YOUR GOAL -
If a line below contains the word "woman", count it. Please give the total and nothing else.

AVAILABLE DATA -
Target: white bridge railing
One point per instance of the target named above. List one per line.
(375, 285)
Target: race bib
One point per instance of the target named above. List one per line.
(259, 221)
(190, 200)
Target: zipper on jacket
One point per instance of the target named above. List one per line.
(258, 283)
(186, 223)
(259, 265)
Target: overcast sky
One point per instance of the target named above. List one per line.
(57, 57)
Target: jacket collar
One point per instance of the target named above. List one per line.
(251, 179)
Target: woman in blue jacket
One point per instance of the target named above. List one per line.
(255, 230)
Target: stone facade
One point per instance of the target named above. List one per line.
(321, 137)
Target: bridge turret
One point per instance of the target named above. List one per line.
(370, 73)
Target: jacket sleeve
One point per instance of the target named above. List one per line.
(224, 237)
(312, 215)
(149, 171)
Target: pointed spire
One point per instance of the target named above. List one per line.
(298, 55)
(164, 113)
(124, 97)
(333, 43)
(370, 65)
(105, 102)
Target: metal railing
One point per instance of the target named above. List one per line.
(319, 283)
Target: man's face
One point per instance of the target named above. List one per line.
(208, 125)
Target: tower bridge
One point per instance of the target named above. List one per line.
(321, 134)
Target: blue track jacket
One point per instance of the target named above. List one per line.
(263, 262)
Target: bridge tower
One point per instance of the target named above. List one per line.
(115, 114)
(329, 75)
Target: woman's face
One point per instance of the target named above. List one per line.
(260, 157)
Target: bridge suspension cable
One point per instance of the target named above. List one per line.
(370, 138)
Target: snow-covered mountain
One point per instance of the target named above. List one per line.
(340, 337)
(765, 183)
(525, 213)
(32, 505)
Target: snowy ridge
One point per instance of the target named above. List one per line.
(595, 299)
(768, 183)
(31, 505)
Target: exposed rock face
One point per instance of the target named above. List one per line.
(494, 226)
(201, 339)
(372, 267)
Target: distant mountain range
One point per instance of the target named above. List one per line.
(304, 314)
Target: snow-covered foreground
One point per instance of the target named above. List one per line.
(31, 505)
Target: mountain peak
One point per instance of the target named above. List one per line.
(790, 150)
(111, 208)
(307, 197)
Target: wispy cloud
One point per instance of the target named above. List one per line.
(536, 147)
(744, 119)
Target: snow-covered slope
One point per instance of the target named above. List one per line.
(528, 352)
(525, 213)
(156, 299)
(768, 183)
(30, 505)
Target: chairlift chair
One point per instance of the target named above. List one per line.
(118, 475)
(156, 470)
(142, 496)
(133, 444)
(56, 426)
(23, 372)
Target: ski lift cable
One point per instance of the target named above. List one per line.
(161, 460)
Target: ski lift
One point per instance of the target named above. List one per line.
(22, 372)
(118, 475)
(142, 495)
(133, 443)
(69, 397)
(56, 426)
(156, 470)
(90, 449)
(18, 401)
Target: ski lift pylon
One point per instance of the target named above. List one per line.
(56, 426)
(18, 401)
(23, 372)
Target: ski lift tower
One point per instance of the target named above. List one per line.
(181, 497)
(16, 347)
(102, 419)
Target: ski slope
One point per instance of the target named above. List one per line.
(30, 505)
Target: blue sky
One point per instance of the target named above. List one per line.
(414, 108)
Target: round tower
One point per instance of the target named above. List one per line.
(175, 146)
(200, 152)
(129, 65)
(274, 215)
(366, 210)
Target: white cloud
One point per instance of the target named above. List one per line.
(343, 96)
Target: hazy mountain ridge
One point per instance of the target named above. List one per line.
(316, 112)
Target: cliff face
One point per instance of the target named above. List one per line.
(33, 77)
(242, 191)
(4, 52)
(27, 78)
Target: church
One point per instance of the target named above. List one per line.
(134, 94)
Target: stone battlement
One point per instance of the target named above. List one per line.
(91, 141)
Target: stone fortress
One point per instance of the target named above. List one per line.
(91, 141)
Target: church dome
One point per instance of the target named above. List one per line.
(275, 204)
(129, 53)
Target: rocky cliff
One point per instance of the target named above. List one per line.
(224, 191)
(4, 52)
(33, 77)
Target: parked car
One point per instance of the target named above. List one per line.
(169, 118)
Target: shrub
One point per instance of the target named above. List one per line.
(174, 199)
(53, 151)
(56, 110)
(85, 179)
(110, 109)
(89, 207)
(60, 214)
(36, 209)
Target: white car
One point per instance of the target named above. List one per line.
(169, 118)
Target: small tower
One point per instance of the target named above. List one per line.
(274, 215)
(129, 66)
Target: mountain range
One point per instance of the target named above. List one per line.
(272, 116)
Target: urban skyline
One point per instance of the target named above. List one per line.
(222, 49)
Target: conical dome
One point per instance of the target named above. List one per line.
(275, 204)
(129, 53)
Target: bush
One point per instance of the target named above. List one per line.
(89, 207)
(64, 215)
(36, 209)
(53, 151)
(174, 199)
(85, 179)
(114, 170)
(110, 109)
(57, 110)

SOLUTION TO THE PROBLEM -
2